**TASK DETAILS**: Every entry below must appear again, exactly as written.

[START OF EXERCISE DATA]

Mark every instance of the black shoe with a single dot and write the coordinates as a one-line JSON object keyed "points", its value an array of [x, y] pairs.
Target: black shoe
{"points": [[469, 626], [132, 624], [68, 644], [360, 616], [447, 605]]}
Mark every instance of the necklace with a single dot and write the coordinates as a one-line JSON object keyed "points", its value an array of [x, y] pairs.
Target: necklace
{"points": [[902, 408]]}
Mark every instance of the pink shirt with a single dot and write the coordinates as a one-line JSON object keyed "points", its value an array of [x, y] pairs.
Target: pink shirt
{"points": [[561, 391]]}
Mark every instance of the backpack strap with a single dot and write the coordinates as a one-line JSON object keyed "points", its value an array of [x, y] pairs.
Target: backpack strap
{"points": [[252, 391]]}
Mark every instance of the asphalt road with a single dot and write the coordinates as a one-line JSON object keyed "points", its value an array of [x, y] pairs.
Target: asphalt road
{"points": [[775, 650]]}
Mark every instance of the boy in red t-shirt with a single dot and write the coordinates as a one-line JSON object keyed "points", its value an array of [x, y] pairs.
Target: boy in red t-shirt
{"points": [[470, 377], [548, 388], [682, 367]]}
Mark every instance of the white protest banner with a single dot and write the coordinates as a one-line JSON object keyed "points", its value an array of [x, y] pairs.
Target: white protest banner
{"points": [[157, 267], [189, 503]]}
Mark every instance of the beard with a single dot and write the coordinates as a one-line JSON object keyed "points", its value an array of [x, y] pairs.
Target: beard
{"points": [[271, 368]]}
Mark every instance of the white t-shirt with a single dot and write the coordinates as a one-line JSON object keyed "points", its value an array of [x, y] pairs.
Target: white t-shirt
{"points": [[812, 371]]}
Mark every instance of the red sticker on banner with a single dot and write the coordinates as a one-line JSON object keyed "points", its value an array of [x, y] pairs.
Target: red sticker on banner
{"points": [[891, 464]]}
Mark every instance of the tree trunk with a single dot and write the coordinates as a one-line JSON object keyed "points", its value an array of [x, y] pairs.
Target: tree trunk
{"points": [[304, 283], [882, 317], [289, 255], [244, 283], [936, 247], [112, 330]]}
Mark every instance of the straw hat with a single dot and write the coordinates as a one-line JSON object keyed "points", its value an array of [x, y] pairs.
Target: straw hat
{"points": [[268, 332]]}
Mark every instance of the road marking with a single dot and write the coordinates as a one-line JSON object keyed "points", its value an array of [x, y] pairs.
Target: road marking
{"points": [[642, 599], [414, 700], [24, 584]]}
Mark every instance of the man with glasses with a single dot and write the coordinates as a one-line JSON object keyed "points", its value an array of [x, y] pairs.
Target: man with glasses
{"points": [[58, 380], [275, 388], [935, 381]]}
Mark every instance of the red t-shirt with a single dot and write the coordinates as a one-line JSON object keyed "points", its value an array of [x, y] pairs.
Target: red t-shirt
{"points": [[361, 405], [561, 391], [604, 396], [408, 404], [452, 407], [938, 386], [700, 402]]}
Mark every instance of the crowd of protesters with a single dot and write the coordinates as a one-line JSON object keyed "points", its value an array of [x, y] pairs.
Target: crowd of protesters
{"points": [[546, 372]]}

[END OF EXERCISE DATA]

**THE RESPONSE**:
Mark every instance of the black shoe with a single dot and write the coordinates as a one-line JSON object keyed "points", its value an array of [x, y] pairs.
Target: black shoe
{"points": [[469, 626], [132, 624], [68, 644], [360, 616], [447, 605]]}
Mark every instance of the necklace with a single dot and write the coordinates as a one-line JSON object keyed "points", its value an array of [x, y] pairs.
Target: necklace
{"points": [[902, 408]]}
Mark every instance of the pink shirt with a single dot and write the coordinates as a one-line JSON object keyed "points", its value an array of [x, y] pairs.
Target: pink shirt
{"points": [[561, 391]]}
Mark every instance of the backpack strap with a single dot and write the coordinates as a one-line JSON object keyed "points", its value an array of [x, y] pairs.
Target: backpack strap
{"points": [[252, 391]]}
Mark every instance of the asphalt road with a single dot and write the coordinates as a one-line JSON object keyed "points", its value an array of [x, y] pairs.
Target: asphalt road
{"points": [[775, 650]]}
Mark every instance of the boy in red t-shirt with a single dot and write the coordinates as a one-line JSON object keyed "points", its value an array of [x, y] pairs.
Target: boy in red t-shirt
{"points": [[470, 377], [548, 388], [682, 367]]}
Mark every instance of the white protest banner with a single dot and write the coordinates as a one-line JSON object keyed "points", its value an array of [x, y] pairs.
Target: white protest banner
{"points": [[157, 267], [189, 503]]}
Mark every instance of the beard with a single dot and write the coordinates as a one-line JSON object keyed "points", its value an array of [x, y] pairs.
Target: beard
{"points": [[271, 368]]}
Mark every instance of the white t-shirt with a single dot and write the coordinates as a one-line JSON object keyed "points", its value an array of [x, y] pairs.
Target: white t-shirt
{"points": [[812, 371]]}
Mark every instance of the red sticker on banner with a single dot and write the coordinates as a one-line JSON object keyed "points", its value an array of [x, y] pairs.
Target: red sticker on banner
{"points": [[891, 464]]}
Mark every instance of the tree trunk with a single dot and write the coordinates as a one-line JSON object keyed "points", its value an array of [x, y] pairs.
Target: tree trunk
{"points": [[304, 283], [882, 317], [289, 255], [244, 283], [936, 247], [112, 330]]}
Mark every instance of the straw hat with a single dot and write the coordinates as a one-line JSON object keyed "points", its value an array of [x, y] pairs.
Target: straw hat
{"points": [[268, 332]]}
Mark every instance of the road marking with a single dot and write the coordinates as a one-line JSON object keyed "points", its value an array of [x, y] pairs.
Target: road marking
{"points": [[642, 599], [414, 700], [24, 584]]}
Mark every instance of the man with glasses with a single dot and write the coordinates as a one-line JSON object keyed "points", its value an array of [x, y] pairs.
Target: man with glasses
{"points": [[58, 380], [275, 388], [935, 381]]}
Mark every instance of the red t-shirt with a single dot and write the coordinates as a one-line JSON object keyed "points", its value an array of [x, y] pairs.
Target: red t-shirt
{"points": [[361, 405], [561, 391], [604, 396], [408, 404], [452, 407], [938, 386], [700, 402]]}
Mark every instance of the crowd of protesters with a single dot and write the coordinates as a one-line JSON object keyed "points", its value an array of [x, y] pairs.
Target: crowd of protesters
{"points": [[546, 372]]}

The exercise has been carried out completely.